**GOAL OF THE EXERCISE**
The answer is all of the data, repeated exactly.
━━ RECORDS PROVIDED
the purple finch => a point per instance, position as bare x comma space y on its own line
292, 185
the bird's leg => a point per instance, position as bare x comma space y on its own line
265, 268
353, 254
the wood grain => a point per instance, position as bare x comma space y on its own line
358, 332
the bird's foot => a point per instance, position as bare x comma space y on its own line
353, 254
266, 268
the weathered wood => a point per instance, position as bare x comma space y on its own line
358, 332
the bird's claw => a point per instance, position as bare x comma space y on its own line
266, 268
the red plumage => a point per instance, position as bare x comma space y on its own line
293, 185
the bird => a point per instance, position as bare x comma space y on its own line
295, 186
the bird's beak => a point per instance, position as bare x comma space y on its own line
━━━━
**ANSWER AREA**
the purple finch => a point per instance, position as bare x comma space y on its own line
292, 185
the bird's leg => a point per instance, position as bare x comma space y on its own line
265, 268
353, 254
the wood grain => a point per instance, position as bare x comma space y on its own line
358, 332
the bird's foot => a point per instance, position as bare x comma space y on its own line
353, 254
266, 268
the weathered wood => a point per instance, position as bare x comma space y on its own line
358, 332
the bird's claw => a point per instance, position as bare x comma space y on its own line
266, 268
the red plumage => a point per instance, position as bare x comma space y on its own line
293, 185
the bird => a point per instance, position as bare x comma space y on its own line
295, 186
the bird's beak => a point per instance, position as bare x comma space y on its own line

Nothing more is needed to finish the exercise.